- [PROMPT] Please rewrite the lines below as a numbered list, leaving out any blank lines.

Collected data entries
◆ ◆ ◆ ◆ ◆

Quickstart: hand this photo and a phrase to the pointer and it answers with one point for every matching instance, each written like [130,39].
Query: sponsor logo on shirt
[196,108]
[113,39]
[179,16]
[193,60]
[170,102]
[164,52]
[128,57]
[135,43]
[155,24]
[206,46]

◆ ◆ ◆ ◆ ◆

- [RIGHT ANSWER]
1. Quickstart: hand this photo and a phrase to the pointer and it answers with one point for every matching instance, each written like [130,39].
2. Query: sponsor logo on shirt
3. [196,108]
4. [113,39]
5. [179,16]
6. [193,60]
7. [170,102]
8. [164,52]
9. [128,57]
10. [135,43]
11. [155,24]
12. [206,46]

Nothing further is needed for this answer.